Assignment:
Keeping every word the same, return the listing from its first line until the line holding "Detection request: eyebrow" has been returned as well.

Supplied data:
☆ ☆ ☆ ☆
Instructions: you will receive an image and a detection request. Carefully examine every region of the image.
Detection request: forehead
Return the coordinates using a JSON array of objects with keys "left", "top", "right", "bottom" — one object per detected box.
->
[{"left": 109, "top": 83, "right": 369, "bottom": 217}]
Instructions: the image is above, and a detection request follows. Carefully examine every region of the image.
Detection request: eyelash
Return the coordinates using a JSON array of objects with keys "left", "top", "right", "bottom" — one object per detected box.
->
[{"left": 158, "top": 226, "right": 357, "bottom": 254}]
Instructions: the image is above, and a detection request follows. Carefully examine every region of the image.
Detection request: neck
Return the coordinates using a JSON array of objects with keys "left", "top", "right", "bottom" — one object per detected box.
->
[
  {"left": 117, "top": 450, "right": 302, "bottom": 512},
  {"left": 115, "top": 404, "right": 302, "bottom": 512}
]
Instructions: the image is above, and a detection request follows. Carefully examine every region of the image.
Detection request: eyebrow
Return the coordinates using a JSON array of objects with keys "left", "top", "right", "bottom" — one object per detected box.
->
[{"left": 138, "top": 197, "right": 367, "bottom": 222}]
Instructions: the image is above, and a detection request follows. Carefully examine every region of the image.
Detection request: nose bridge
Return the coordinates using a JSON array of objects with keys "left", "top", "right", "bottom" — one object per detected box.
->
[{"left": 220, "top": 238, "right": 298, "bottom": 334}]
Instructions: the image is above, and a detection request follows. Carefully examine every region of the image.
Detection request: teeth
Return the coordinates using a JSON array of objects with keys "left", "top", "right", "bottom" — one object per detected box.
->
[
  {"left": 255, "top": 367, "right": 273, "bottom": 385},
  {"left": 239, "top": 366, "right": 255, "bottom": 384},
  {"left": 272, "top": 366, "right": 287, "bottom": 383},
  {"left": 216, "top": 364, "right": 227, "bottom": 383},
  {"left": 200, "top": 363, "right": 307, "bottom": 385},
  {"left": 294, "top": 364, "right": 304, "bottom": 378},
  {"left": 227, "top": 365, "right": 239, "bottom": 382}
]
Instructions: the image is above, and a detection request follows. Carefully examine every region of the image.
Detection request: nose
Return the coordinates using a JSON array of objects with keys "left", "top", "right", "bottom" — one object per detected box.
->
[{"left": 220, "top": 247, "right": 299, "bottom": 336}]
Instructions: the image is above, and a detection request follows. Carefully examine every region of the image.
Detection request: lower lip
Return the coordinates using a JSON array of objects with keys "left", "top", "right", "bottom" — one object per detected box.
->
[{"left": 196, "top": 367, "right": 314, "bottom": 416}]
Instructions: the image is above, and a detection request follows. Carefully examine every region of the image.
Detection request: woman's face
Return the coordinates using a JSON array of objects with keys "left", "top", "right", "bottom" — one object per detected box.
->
☆ ☆ ☆ ☆
Answer space:
Instructions: you will receive an image and a detection request. Carefully examine every region of the image.
Detection request: forehead
Return the coordinates using a JSON array of objects with keys "left", "top", "right", "bottom" — one object per detected box.
->
[{"left": 109, "top": 83, "right": 369, "bottom": 217}]
Instructions: the image is above, and a detection request follows. Carefully examine every region of the image.
Detection request: eyelash
Return the coordinates using a JSON array of objects with keys "left", "top", "right", "bottom" — one object per detected box.
->
[{"left": 158, "top": 226, "right": 357, "bottom": 254}]
Instructions: the image is above, and a detection request follows. Carefully examine every region of the image.
Detection request: neck
Return the coordinates using a JSON array of objects with keys "left", "top", "right", "bottom" — one object per detected box.
->
[
  {"left": 117, "top": 450, "right": 302, "bottom": 512},
  {"left": 115, "top": 404, "right": 302, "bottom": 512}
]
Instructions: the image is above, and a detection request follows. Carefully examine every region of the image.
Detection request: eyebrow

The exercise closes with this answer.